_EXERCISE AIM_. Retype all of the entries below exactly, without changing a single character.

[Saved data entries]
————————

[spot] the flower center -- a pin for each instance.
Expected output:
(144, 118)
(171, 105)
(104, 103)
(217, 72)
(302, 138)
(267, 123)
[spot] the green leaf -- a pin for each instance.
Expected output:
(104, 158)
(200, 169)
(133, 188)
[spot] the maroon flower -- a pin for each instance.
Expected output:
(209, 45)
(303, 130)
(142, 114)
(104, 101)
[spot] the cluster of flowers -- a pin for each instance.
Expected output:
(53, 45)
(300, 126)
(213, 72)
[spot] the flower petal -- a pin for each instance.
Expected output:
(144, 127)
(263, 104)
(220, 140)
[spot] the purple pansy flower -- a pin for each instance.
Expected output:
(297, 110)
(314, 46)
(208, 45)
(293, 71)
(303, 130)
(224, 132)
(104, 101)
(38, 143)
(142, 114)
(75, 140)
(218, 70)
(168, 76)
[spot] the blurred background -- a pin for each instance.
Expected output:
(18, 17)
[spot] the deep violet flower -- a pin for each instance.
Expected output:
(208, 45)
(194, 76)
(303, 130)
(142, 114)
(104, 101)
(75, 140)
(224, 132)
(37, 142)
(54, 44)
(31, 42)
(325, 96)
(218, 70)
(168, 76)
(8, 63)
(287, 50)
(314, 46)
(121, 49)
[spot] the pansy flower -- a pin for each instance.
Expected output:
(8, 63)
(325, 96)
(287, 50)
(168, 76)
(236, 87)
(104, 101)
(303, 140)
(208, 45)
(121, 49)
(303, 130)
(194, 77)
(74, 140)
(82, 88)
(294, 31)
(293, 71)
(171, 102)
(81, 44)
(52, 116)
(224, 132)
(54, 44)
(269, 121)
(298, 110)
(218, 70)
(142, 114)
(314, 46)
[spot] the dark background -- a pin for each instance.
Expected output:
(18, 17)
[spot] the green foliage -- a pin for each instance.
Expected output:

————————

_PROBLEM SOLUTION_.
[spot] the flower center -- a pin for each instance.
Expected output:
(144, 118)
(171, 105)
(104, 103)
(217, 72)
(302, 138)
(267, 123)
[spot] the green leaf -- a pin for each instance.
Expected output:
(104, 158)
(200, 169)
(133, 188)
[spot] the maroon flower -- a pin for each instance.
Expected output:
(209, 45)
(303, 130)
(142, 114)
(104, 101)
[spot] the cluster of flowers -- a pin for each instance.
Expected output:
(53, 45)
(300, 126)
(213, 72)
[spot] the flower petal -- a pin for each instance.
Expected output:
(144, 127)
(263, 104)
(220, 140)
[spot] the purple pansy flower -- a pin for each instance.
Expected output:
(297, 110)
(314, 46)
(208, 45)
(293, 71)
(303, 130)
(224, 132)
(104, 101)
(38, 143)
(142, 114)
(75, 140)
(218, 70)
(168, 76)
[spot] the blurred background -- a pin for each instance.
Expected output:
(18, 17)
[spot] the deep violet flower -- a pin for each instance.
Expected output:
(208, 45)
(194, 76)
(303, 130)
(142, 114)
(104, 101)
(75, 140)
(224, 132)
(37, 142)
(54, 44)
(31, 42)
(325, 96)
(218, 70)
(168, 76)
(8, 63)
(287, 50)
(314, 46)
(121, 49)
[spot] the pansy flower -- a pin for each instance.
Expected output:
(8, 63)
(325, 96)
(287, 50)
(168, 76)
(236, 87)
(104, 101)
(303, 140)
(208, 45)
(121, 49)
(303, 130)
(194, 77)
(74, 140)
(82, 88)
(294, 31)
(293, 71)
(171, 102)
(81, 44)
(52, 116)
(224, 132)
(54, 44)
(269, 121)
(298, 110)
(218, 70)
(142, 114)
(314, 46)
[spot] the dark background -- a pin for each instance.
Expected output:
(18, 17)
[spot] the green foliage -- a pin for each instance.
Expected output:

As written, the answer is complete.